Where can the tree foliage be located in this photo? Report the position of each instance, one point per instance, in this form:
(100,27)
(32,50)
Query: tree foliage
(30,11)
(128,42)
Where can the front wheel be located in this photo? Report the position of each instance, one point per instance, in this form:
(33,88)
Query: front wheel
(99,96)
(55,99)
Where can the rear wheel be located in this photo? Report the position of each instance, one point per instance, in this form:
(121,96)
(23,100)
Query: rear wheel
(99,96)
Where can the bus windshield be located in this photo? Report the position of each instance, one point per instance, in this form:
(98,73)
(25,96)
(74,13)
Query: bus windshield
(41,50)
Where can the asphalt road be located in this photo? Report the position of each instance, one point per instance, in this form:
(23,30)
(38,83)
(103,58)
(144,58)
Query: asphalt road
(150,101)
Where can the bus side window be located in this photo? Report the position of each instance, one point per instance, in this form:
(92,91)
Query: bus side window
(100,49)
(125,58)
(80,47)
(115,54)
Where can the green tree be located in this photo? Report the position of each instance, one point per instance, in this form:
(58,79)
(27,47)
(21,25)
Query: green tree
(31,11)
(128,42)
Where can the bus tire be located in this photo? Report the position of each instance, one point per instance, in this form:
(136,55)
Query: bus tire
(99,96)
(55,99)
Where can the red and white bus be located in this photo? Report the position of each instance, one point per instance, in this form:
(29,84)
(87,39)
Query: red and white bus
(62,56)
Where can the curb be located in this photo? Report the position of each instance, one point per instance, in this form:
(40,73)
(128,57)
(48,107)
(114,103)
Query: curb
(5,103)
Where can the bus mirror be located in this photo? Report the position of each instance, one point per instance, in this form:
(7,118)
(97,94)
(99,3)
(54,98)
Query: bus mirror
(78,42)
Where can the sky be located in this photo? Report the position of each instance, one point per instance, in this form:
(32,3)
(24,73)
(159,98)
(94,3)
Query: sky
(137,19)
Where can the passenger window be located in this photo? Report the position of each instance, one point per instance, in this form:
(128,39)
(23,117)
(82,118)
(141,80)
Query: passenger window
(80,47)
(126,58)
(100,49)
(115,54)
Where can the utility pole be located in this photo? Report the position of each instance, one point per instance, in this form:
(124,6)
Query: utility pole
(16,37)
===============
▸ **What this task involves**:
Rewrite the stretch of data from the line containing "Where can the passenger" through the end, swapping "utility pole" for "lamp post" and leaving everything else unchanged.

▸ **Output for this exercise**:
Where can the passenger window be located in this photo? Report the position of each instance, one point per instance, in this form:
(128,39)
(23,117)
(82,118)
(141,80)
Query: passenger window
(80,47)
(126,58)
(100,49)
(115,54)
Where can the lamp post be located in this photo? Report the position of each instance, one point per instance, in this form:
(124,6)
Query: lamp post
(16,37)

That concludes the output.